* PROBLEM REQUIREMENTS *
All the data should be transcribed exactly, with every line kept.

--- START ---

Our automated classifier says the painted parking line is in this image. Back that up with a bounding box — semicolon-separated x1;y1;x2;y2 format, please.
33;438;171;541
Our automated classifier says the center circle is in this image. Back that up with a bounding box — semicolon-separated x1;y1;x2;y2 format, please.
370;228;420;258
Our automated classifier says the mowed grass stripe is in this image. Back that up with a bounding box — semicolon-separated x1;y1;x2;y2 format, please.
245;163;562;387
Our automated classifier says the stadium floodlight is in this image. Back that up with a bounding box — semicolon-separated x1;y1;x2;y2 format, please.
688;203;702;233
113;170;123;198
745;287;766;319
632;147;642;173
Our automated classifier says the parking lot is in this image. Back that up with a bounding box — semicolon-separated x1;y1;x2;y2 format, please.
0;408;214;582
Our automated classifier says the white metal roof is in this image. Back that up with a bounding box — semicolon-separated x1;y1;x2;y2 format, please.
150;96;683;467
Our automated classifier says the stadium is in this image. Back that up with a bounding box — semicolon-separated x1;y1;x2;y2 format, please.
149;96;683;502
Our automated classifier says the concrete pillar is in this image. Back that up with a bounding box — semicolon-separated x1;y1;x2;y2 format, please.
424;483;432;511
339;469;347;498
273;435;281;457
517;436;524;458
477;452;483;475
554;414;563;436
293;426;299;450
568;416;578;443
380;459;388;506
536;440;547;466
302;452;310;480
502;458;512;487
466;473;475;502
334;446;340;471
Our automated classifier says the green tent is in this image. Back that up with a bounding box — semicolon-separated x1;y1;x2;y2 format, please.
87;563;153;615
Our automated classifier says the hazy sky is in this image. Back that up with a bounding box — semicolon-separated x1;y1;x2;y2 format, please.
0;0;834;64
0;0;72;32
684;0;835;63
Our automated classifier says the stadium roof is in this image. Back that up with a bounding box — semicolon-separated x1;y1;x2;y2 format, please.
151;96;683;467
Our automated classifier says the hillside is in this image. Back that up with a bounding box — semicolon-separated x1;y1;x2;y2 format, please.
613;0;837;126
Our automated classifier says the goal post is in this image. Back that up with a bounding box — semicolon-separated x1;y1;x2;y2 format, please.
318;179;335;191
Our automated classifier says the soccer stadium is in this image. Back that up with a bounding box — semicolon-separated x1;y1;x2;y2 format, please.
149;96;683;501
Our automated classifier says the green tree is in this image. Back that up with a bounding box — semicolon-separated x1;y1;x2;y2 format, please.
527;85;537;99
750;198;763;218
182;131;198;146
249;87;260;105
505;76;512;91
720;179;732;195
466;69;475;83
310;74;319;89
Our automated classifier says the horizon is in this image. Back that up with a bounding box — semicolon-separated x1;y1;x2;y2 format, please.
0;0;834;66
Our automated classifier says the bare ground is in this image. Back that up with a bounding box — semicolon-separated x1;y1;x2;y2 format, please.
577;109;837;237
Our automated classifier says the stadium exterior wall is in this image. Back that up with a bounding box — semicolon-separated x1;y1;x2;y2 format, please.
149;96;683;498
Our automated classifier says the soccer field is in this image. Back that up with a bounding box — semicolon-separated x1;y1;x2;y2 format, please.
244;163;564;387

--- END ---

* SOLUTION FOR THIS EXERCISE *
Our automated classifier says the painted parking line is in this image. Back that up with a bounding box — semicolon-separated x1;y1;x2;y2 format, please.
33;438;171;541
Our automated classifier says the center circle is in this image. Back that up with a bounding box — semicolon-separated x1;y1;x2;y2 format, please.
370;228;420;258
Our automated classifier says the mowed grass stripe is in this image. Back that up with a bounding box — semicolon-separated x1;y1;x2;y2 format, please.
245;163;562;387
Our automated classifier says the stadium floodlight is in this image. Back that up with a bounding box — semicolon-separated x1;y1;x2;y2 format, please.
688;203;702;233
113;170;123;198
745;287;766;319
632;147;642;173
Our automated classifier says the parking lot is in this image. Back that up with a bounding box — semicolon-separated x1;y1;x2;y2 format, please.
0;408;214;582
Our automated classifier says the white metal roof is in this image. Back that up with a bounding box — semicolon-separated x1;y1;x2;y2 format, please.
150;96;683;467
Our automated classifier says the stadium is in this image. Back that up with a bounding box — semicolon-separated x1;y1;x2;y2 format, please.
149;96;683;502
Our automated classifier says the concrete pillar is in this image. Back that up with a bounding box — semicolon-separated x1;y1;x2;y2 format, please.
424;483;432;511
339;469;347;498
273;435;281;457
517;436;524;458
477;452;483;475
554;414;563;436
293;426;299;450
568;416;578;443
380;459;388;506
536;440;547;466
302;452;310;480
502;458;512;487
466;473;475;502
334;446;340;471
Our automated classifier says the green tent is in this image. Back that up with a bounding box — semicolon-separated x1;y1;x2;y2 format, please.
87;563;153;615
Our automated classifier says the hazy sky is in this image. Back that up with a bounding box — semicolon-separated x1;y1;x2;y2 format, please.
0;0;834;64
0;0;72;32
684;0;835;63
Our automated classifier says the stadium roof is in this image. Back that up with a bounding box — semicolon-separated x1;y1;x2;y2 format, please.
151;96;683;467
Our automated classifier says the hillside is in this image. Back that up with a bounding box — semicolon-separated x1;y1;x2;y2 format, please.
613;0;837;126
Our automated classifier says the goal post is in this image. Back that up with a bounding box — semicolon-separated x1;y1;x2;y2 format, please.
318;179;335;191
Our automated classifier says the soccer stadium is in this image. Back that up with a bounding box — semicolon-separated x1;y1;x2;y2 format, please.
149;96;683;501
Our automated classifier says the green tree is in this image. Back that up with a bounding box — semicolon-separated x1;y1;x2;y2 format, please.
527;85;537;99
750;198;763;218
182;131;198;146
249;87;260;105
505;76;512;91
720;179;732;195
466;69;475;83
310;74;319;89
Our automated classifier says the horizon is in this image. Back that up with a bounding box — semicolon-separated x1;y1;x2;y2 format, please.
0;0;834;66
Our automated classifier says the bare ground is in this image. Back that up with a bounding box — semicolon-separated x1;y1;x2;y2 format, please.
577;109;837;237
Our automated classifier says the stadium exterior wall is in this image. Back that up with a bounding box — semicolon-separated x1;y1;x2;y2 format, please.
149;96;683;498
Our automated classifier says the soccer field is in this image. Back that up with a bounding box — semicolon-separated x1;y1;x2;y2 format, please.
244;163;564;387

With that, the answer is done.